# Task prompt
Your task is to write out the lines from the line containing "Practice. Annotate every instance of the windshield" through the last line of the material, exactly.

# Provided data
○ ○ ○ ○
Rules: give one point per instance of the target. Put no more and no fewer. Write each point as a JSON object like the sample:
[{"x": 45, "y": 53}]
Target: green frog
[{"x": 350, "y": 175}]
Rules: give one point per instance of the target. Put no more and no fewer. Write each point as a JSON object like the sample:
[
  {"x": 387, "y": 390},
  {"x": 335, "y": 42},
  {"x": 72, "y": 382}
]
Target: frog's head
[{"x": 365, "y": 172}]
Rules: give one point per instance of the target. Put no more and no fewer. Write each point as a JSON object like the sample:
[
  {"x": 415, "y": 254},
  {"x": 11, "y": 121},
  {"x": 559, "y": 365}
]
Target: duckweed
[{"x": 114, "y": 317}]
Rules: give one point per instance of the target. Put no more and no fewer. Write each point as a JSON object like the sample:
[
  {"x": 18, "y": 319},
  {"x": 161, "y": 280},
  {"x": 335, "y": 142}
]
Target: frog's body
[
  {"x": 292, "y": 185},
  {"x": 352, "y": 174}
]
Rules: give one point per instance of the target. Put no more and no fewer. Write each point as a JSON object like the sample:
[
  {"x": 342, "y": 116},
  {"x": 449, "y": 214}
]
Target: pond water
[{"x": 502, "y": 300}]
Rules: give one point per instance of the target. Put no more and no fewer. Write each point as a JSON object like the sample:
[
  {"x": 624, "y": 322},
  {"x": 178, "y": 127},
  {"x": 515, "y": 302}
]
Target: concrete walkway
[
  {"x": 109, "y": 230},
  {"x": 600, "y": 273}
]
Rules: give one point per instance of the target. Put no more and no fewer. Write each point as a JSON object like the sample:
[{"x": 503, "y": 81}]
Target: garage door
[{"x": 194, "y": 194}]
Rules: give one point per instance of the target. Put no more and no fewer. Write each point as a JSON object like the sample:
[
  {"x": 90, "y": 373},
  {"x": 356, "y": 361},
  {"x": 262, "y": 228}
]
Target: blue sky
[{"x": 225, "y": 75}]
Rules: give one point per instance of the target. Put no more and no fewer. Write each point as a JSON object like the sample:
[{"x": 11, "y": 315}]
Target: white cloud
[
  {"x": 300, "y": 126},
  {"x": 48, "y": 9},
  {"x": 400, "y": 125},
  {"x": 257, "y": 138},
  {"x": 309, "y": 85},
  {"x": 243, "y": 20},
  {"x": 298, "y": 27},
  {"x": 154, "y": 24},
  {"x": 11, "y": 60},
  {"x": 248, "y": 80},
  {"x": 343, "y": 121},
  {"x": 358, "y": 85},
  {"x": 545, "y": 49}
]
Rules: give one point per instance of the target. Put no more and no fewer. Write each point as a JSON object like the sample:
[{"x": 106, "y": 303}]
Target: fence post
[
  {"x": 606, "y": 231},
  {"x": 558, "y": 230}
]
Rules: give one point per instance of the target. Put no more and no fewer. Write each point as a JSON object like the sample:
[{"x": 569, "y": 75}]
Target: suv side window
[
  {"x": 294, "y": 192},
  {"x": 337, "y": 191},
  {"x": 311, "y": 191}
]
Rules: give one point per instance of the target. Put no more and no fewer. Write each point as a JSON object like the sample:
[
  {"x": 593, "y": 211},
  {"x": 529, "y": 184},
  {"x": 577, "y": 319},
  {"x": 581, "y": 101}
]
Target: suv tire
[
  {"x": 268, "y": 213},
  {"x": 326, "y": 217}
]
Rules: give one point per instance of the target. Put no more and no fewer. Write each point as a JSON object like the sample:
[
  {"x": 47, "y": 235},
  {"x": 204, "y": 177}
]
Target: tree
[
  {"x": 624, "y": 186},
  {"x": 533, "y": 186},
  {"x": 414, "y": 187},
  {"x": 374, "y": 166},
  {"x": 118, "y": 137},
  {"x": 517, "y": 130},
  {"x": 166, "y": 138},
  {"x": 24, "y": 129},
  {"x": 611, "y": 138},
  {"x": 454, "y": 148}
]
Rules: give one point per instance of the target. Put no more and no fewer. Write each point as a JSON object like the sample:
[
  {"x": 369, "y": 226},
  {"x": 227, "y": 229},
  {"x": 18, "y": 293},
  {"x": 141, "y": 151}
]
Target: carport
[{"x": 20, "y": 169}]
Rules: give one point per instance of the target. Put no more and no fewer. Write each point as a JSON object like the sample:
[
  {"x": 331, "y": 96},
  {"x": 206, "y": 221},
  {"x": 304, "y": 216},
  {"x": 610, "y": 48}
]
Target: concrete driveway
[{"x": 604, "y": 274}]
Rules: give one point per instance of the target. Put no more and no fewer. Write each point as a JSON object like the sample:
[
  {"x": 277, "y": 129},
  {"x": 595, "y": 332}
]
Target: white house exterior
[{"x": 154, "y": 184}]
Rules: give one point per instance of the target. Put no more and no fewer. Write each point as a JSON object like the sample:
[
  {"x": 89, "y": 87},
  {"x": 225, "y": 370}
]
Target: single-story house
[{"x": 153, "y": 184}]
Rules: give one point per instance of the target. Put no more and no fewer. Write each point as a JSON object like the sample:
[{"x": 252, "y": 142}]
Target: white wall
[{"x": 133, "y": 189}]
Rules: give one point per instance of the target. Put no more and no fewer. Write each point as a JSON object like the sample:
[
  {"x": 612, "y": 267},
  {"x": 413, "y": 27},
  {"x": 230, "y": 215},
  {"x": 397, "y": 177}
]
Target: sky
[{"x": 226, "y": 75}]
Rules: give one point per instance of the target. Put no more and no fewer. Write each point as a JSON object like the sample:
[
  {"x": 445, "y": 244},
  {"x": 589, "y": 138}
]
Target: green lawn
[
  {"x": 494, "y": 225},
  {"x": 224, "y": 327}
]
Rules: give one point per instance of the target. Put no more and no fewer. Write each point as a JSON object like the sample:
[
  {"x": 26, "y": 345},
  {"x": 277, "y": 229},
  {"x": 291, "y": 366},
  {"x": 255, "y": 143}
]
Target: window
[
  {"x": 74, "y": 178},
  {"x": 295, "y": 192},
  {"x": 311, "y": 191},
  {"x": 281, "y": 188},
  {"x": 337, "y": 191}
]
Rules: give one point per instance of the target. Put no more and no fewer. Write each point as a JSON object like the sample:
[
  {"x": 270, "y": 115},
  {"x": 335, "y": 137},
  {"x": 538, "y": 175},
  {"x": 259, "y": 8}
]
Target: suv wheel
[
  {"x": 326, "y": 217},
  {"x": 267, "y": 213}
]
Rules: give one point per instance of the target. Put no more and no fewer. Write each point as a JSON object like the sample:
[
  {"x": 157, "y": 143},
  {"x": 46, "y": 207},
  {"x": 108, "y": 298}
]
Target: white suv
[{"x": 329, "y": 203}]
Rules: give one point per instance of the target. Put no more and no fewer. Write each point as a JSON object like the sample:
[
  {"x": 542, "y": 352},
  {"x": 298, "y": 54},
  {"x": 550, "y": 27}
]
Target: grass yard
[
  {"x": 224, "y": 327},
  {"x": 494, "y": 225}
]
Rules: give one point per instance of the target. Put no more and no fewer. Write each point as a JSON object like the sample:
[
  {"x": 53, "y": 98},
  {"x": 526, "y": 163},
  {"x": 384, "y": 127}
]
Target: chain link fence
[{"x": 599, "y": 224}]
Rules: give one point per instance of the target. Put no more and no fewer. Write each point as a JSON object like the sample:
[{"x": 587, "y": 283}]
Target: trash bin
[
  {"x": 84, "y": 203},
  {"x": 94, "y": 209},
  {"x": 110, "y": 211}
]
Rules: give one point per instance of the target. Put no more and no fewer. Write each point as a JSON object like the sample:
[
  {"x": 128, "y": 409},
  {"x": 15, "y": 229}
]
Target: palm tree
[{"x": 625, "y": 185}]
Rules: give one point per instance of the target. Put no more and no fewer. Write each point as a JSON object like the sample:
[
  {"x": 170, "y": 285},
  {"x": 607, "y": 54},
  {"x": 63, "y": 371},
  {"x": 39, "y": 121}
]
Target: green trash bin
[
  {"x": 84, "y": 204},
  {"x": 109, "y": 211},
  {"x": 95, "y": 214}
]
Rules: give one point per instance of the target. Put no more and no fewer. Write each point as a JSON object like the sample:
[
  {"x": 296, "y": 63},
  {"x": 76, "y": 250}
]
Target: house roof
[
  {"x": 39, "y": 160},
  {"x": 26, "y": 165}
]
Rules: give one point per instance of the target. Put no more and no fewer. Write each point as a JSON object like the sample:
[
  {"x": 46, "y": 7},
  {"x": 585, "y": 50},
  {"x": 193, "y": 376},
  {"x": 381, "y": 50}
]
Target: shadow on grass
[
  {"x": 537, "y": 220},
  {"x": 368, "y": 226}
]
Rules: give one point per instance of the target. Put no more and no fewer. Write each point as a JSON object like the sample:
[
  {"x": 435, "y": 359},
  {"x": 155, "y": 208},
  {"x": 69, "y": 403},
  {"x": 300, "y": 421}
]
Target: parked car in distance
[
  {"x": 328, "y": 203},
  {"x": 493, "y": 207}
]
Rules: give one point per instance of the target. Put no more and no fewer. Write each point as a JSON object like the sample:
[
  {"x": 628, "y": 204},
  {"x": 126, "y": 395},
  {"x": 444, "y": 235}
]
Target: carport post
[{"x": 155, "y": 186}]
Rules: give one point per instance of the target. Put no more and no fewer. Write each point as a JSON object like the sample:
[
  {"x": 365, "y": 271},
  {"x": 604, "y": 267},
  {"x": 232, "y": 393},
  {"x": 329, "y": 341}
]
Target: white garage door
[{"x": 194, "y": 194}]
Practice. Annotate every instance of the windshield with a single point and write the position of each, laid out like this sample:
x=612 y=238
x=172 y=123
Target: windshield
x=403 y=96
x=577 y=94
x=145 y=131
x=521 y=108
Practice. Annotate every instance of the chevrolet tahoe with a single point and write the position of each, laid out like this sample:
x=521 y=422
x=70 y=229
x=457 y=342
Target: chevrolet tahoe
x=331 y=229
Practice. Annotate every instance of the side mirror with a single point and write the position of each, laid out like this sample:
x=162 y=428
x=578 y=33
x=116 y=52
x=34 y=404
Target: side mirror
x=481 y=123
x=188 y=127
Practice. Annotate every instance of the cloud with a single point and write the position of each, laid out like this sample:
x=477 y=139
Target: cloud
○ ○ ○ ○
# Solution
Practice. Annotate every instance of the windshield with a single point and write the position of each, laid out like this sample:
x=612 y=238
x=172 y=123
Target: windshield
x=403 y=96
x=577 y=94
x=145 y=131
x=521 y=108
Practice. Annotate every instance of the chevrolet tahoe with a single point and write the position of each, laid out like this sample:
x=521 y=422
x=70 y=229
x=457 y=342
Target: chevrolet tahoe
x=331 y=229
Practice. Annotate every instance of the side mirror with a single point and write the position of each, laid out like this sample:
x=162 y=428
x=578 y=33
x=116 y=52
x=34 y=404
Target: side mirror
x=481 y=123
x=188 y=127
Practice. Annotate every instance of the cloud with a single point and write the position of each, laid out like this sample:
x=477 y=139
Target: cloud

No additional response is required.